**Goal:** Locate each line below that contains the word "zipper" and copy those lines.

**Record excerpts:**
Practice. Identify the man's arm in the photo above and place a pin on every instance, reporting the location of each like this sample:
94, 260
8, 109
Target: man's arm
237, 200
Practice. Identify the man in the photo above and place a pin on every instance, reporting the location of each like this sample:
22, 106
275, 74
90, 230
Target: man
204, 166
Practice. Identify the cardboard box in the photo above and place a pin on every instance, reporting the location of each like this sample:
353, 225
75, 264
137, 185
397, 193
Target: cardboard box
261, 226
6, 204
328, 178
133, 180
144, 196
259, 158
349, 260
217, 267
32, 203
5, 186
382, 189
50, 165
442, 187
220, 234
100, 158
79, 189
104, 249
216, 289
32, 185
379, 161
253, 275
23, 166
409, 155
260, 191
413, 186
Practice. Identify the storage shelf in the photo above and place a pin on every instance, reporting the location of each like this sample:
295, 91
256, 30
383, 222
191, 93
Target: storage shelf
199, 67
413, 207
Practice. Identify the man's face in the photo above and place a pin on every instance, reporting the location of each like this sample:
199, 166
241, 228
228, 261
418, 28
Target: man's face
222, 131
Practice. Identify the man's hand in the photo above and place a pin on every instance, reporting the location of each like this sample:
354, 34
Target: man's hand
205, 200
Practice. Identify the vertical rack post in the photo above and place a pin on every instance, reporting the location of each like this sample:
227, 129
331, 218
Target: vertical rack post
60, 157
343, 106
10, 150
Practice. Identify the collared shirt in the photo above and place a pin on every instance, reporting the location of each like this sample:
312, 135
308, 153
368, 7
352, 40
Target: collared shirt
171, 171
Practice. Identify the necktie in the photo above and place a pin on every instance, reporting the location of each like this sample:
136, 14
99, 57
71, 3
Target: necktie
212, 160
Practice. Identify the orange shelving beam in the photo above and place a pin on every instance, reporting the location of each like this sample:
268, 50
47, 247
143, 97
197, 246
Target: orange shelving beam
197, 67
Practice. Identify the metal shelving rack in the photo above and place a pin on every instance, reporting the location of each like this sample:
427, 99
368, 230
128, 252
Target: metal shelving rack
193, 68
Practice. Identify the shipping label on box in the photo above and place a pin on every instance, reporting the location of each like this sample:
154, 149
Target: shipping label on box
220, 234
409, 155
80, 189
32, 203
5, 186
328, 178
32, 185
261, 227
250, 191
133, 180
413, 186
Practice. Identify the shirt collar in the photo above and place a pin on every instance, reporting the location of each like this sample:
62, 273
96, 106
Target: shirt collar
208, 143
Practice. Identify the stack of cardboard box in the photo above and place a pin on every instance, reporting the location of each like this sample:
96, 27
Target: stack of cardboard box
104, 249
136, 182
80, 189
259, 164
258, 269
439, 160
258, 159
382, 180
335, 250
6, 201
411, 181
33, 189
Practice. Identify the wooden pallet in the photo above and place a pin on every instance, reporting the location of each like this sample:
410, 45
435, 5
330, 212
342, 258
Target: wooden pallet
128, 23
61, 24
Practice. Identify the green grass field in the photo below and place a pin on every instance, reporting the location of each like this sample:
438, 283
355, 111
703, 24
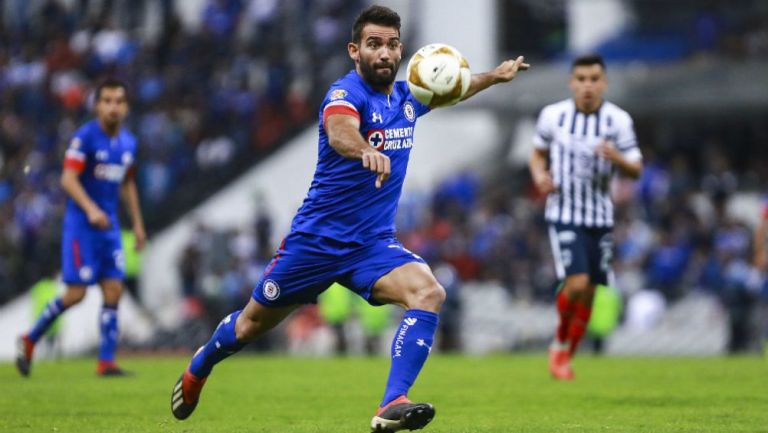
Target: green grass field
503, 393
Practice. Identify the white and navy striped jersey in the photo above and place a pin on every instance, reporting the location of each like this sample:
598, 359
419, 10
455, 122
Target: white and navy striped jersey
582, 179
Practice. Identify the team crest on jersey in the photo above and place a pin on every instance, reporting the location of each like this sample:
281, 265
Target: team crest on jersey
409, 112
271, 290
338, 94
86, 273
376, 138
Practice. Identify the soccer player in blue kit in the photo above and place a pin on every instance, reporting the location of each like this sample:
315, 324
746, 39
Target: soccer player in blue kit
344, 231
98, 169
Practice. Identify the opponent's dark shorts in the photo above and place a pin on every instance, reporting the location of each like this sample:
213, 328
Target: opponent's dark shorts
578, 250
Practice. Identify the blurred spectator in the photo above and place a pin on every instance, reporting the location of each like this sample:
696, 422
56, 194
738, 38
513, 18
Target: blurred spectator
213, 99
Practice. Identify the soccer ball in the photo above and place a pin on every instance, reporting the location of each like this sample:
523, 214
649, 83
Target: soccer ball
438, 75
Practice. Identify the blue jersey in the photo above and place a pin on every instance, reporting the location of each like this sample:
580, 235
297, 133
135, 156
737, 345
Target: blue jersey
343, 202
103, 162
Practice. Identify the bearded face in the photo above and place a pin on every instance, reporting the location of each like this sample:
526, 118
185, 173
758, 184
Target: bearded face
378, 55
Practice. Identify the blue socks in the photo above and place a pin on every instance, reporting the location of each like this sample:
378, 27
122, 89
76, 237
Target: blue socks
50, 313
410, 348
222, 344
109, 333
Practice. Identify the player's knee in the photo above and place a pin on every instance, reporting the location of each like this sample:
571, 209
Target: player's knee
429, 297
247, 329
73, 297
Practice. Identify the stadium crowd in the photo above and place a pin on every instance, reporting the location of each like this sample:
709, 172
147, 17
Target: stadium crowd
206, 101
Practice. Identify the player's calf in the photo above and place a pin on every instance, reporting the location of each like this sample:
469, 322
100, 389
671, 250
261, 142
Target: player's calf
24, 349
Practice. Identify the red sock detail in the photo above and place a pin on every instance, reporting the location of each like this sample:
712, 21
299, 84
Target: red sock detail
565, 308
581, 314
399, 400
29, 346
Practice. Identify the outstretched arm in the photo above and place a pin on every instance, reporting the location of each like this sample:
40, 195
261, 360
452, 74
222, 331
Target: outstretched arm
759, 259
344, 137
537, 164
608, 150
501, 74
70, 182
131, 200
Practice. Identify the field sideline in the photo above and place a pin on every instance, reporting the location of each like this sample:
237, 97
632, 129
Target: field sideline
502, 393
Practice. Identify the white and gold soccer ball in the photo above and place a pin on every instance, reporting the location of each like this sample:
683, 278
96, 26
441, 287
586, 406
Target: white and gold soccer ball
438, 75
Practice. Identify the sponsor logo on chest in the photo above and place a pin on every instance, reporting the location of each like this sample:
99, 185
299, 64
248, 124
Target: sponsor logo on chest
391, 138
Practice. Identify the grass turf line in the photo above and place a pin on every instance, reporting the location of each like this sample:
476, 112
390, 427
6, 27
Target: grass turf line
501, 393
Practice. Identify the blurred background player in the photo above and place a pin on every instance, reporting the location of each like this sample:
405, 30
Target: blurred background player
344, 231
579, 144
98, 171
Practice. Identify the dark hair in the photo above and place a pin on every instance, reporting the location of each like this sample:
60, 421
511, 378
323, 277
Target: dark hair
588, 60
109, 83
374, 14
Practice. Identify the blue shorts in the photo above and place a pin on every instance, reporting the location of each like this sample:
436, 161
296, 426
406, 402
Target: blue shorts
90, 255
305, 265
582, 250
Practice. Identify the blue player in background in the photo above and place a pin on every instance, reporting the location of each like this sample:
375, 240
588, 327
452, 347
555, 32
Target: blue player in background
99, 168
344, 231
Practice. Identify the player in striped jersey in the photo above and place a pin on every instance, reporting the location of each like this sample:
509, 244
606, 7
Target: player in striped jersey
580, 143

==

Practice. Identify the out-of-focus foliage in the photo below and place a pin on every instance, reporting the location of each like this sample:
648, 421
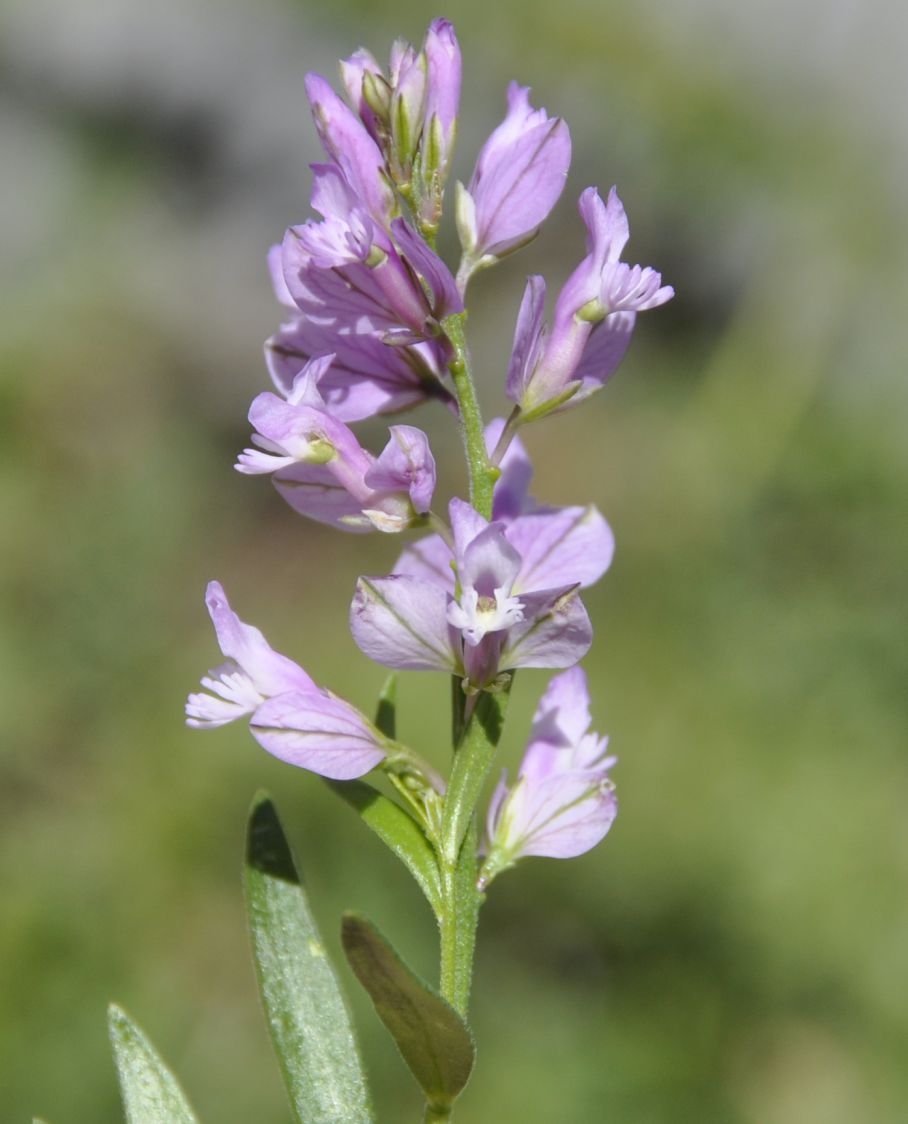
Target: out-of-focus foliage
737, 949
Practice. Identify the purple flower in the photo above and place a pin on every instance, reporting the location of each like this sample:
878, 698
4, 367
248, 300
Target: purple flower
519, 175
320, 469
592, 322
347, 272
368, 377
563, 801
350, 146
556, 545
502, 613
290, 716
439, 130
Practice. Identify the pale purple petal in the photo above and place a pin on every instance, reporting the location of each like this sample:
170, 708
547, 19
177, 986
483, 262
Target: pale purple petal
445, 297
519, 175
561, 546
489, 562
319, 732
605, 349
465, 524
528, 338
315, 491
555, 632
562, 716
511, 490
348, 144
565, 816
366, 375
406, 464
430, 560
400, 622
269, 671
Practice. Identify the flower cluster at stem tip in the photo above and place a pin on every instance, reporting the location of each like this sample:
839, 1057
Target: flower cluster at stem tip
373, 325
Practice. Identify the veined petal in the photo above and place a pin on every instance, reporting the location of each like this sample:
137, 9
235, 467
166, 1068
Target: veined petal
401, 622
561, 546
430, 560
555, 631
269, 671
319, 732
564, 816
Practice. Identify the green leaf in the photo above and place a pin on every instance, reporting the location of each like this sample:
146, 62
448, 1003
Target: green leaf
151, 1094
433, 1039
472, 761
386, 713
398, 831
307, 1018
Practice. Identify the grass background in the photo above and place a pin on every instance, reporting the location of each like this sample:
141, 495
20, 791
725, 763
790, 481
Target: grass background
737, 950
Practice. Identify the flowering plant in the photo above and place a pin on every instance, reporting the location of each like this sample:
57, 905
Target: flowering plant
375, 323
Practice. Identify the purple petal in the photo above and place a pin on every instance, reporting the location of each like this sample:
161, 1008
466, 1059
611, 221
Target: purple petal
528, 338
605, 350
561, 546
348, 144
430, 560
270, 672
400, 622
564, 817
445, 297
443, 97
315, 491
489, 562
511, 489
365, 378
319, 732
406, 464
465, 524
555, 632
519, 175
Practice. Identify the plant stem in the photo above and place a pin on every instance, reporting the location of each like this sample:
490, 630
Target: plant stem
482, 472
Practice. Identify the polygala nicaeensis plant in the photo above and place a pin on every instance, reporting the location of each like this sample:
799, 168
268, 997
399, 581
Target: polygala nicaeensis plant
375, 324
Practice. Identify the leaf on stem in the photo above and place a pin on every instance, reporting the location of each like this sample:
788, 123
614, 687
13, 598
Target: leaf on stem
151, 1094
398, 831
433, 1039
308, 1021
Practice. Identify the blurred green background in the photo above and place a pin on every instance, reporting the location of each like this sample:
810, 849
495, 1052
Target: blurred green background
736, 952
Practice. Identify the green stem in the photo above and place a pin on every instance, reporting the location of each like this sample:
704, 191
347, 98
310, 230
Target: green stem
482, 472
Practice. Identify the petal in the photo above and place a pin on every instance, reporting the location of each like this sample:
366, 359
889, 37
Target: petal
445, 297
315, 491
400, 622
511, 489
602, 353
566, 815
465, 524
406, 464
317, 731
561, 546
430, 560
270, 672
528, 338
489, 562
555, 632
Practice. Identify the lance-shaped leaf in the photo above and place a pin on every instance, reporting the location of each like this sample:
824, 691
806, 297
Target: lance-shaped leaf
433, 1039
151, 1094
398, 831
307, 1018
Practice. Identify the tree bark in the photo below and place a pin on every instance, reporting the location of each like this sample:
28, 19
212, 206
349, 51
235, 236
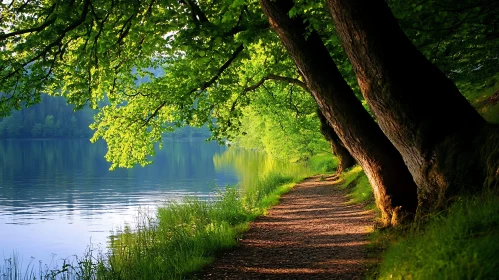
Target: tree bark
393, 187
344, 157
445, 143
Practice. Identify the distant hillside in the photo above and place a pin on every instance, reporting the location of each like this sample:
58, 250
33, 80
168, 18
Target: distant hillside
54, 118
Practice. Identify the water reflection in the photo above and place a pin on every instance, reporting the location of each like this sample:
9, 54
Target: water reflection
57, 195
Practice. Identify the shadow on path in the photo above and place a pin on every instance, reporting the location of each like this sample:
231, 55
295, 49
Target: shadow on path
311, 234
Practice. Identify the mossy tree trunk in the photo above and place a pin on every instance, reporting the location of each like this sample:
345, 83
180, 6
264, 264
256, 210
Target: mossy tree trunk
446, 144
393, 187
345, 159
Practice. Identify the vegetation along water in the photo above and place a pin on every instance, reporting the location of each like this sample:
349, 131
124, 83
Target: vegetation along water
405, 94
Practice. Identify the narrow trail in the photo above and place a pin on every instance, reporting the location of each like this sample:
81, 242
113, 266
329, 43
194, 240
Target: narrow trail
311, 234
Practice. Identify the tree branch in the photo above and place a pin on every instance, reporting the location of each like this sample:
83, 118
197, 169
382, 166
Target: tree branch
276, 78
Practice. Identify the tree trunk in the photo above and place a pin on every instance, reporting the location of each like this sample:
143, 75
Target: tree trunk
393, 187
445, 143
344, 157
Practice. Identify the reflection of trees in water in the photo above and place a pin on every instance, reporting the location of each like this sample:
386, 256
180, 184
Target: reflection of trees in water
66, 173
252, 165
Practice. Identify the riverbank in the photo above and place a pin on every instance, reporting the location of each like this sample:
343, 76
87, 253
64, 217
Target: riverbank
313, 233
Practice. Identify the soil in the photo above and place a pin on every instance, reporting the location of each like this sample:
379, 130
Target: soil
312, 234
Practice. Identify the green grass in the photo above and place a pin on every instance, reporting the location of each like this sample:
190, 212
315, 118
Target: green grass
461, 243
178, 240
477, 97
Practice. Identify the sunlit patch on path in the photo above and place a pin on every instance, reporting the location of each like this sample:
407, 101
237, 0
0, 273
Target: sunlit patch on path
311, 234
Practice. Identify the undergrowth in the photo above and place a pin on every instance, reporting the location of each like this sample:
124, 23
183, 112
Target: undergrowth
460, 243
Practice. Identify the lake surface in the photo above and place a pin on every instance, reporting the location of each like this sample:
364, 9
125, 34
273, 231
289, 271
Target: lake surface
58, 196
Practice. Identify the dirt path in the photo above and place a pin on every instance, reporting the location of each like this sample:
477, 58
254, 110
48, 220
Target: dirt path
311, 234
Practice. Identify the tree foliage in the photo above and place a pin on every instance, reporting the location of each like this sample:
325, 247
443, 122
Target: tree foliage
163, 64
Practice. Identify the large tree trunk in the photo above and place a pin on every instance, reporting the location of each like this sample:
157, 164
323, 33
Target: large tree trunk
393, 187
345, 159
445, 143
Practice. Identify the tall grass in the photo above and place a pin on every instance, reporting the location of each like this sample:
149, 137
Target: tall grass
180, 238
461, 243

---

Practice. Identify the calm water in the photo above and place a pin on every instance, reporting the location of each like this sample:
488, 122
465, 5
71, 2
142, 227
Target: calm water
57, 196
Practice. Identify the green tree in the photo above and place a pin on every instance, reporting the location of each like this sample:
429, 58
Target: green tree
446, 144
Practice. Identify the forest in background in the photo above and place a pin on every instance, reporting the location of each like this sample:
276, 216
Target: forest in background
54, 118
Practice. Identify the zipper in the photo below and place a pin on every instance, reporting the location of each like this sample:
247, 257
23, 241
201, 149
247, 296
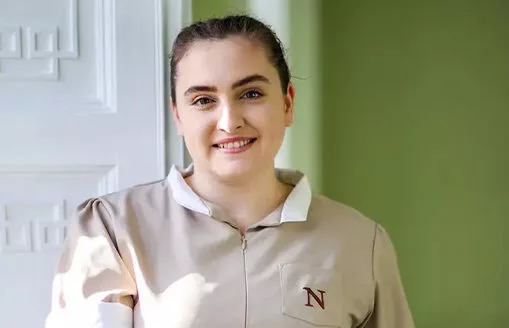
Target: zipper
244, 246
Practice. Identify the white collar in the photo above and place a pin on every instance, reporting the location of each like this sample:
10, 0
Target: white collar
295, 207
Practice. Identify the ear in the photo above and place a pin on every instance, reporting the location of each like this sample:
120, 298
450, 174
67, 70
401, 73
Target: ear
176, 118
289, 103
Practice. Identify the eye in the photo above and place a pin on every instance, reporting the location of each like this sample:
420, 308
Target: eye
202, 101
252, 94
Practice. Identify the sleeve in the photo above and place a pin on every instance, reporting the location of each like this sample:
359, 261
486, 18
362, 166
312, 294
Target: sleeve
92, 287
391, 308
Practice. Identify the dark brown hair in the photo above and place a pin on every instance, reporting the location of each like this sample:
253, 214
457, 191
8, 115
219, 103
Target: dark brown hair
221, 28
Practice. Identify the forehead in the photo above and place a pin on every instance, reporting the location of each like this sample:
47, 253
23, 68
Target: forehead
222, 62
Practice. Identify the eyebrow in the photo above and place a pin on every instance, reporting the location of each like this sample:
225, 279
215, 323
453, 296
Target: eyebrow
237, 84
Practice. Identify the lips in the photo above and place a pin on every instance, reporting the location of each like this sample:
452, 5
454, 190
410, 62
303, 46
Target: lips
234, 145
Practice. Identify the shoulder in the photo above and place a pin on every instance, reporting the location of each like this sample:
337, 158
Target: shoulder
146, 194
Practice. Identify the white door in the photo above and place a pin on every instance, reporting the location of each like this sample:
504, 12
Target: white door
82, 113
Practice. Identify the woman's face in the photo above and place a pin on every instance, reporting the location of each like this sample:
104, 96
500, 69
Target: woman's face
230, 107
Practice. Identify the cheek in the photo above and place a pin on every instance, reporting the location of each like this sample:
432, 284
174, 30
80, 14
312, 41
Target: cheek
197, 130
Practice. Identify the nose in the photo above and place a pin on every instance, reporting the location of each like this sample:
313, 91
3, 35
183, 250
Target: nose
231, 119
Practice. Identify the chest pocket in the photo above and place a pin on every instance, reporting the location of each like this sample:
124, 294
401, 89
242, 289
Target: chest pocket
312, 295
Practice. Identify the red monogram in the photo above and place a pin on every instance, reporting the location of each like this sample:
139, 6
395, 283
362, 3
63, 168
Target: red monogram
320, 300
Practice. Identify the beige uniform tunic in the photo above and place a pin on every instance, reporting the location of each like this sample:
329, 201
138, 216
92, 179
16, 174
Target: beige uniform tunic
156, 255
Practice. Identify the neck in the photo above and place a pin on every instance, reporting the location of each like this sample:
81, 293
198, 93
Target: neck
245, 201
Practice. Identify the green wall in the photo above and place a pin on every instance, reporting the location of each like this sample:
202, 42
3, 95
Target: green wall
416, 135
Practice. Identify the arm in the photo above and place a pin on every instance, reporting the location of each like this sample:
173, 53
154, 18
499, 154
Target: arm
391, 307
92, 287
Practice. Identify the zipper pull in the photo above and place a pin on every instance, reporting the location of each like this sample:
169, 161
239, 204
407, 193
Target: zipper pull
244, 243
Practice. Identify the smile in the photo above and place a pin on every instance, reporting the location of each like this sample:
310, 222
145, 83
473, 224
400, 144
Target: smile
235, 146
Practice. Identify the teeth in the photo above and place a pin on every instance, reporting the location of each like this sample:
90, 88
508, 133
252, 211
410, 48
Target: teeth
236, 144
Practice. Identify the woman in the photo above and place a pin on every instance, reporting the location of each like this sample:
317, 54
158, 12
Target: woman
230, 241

**Finished exercise:**
Practice. Identify the zipper in the photo below and place a pin on every instance, reporting the location of each like this sample:
Target: zipper
Practice. Identify the zipper pull in the photo above and place a pin on every instance, reporting the location of each like this sample:
Target: zipper pull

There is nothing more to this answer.